## Begin Task inputs

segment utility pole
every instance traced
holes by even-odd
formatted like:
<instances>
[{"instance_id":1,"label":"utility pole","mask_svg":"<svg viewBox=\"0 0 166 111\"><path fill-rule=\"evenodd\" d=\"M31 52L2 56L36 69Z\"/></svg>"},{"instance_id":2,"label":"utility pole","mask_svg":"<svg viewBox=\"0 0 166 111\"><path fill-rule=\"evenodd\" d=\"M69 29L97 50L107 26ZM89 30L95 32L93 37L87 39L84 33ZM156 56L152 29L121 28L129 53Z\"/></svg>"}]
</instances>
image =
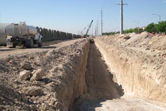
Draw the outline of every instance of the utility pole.
<instances>
[{"instance_id":1,"label":"utility pole","mask_svg":"<svg viewBox=\"0 0 166 111\"><path fill-rule=\"evenodd\" d=\"M103 35L103 10L101 8L101 36Z\"/></svg>"},{"instance_id":2,"label":"utility pole","mask_svg":"<svg viewBox=\"0 0 166 111\"><path fill-rule=\"evenodd\" d=\"M123 0L121 0L120 2L120 11L121 11L120 34L123 34Z\"/></svg>"},{"instance_id":3,"label":"utility pole","mask_svg":"<svg viewBox=\"0 0 166 111\"><path fill-rule=\"evenodd\" d=\"M120 1L120 34L123 34L123 0Z\"/></svg>"},{"instance_id":4,"label":"utility pole","mask_svg":"<svg viewBox=\"0 0 166 111\"><path fill-rule=\"evenodd\" d=\"M96 31L96 35L98 36L98 21L97 21L97 31Z\"/></svg>"}]
</instances>

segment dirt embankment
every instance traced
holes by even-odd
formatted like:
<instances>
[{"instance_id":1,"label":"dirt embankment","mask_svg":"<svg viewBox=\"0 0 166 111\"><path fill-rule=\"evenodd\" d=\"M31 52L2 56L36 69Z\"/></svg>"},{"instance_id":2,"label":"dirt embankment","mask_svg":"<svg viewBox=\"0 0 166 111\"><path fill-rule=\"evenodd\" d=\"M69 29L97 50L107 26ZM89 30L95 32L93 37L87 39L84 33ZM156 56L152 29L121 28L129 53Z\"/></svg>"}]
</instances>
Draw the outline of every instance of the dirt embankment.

## End Task inputs

Present every line of the material above as a Markdown table with the columns "Row" and "Material line," numbering the rows and skipping blank lines. Leave the pictures out of the table.

| Row | Material line |
|---|---|
| 1 | segment utility pole |
| 2 | every instance traced |
| 3 | holes by even-odd |
| 4 | formatted like: |
| 5 | <instances> |
| 6 | [{"instance_id":1,"label":"utility pole","mask_svg":"<svg viewBox=\"0 0 166 111\"><path fill-rule=\"evenodd\" d=\"M31 52L2 56L36 69Z\"/></svg>"},{"instance_id":2,"label":"utility pole","mask_svg":"<svg viewBox=\"0 0 166 111\"><path fill-rule=\"evenodd\" d=\"M69 29L97 50L107 26ZM89 30L95 32L93 37L87 39L84 33ZM156 56L152 29L121 28L129 53Z\"/></svg>"}] |
| 7 | </instances> |
| 8 | image = |
| 9 | Draw the outline of every instance of the utility pole. |
| 10 | <instances> |
| 11 | [{"instance_id":1,"label":"utility pole","mask_svg":"<svg viewBox=\"0 0 166 111\"><path fill-rule=\"evenodd\" d=\"M103 35L103 10L101 8L101 36Z\"/></svg>"},{"instance_id":2,"label":"utility pole","mask_svg":"<svg viewBox=\"0 0 166 111\"><path fill-rule=\"evenodd\" d=\"M123 0L121 0L120 2L120 11L121 11L120 34L123 34Z\"/></svg>"},{"instance_id":3,"label":"utility pole","mask_svg":"<svg viewBox=\"0 0 166 111\"><path fill-rule=\"evenodd\" d=\"M120 1L120 34L123 34L123 0Z\"/></svg>"},{"instance_id":4,"label":"utility pole","mask_svg":"<svg viewBox=\"0 0 166 111\"><path fill-rule=\"evenodd\" d=\"M96 31L96 35L98 36L98 21L97 21L97 31Z\"/></svg>"}] |
| 12 | </instances> |
| 13 | segment dirt embankment |
| 14 | every instance traced |
| 15 | holes by even-odd |
| 16 | formatted like: |
| 17 | <instances> |
| 18 | [{"instance_id":1,"label":"dirt embankment","mask_svg":"<svg viewBox=\"0 0 166 111\"><path fill-rule=\"evenodd\" d=\"M31 52L2 56L36 69Z\"/></svg>"},{"instance_id":2,"label":"dirt embankment","mask_svg":"<svg viewBox=\"0 0 166 111\"><path fill-rule=\"evenodd\" d=\"M69 29L97 50L107 26ZM89 30L95 32L93 37L87 39L84 33ZM156 56L152 29L121 28L129 53Z\"/></svg>"}] |
| 19 | </instances> |
| 20 | Draw the outline of every instance of the dirt embankment. |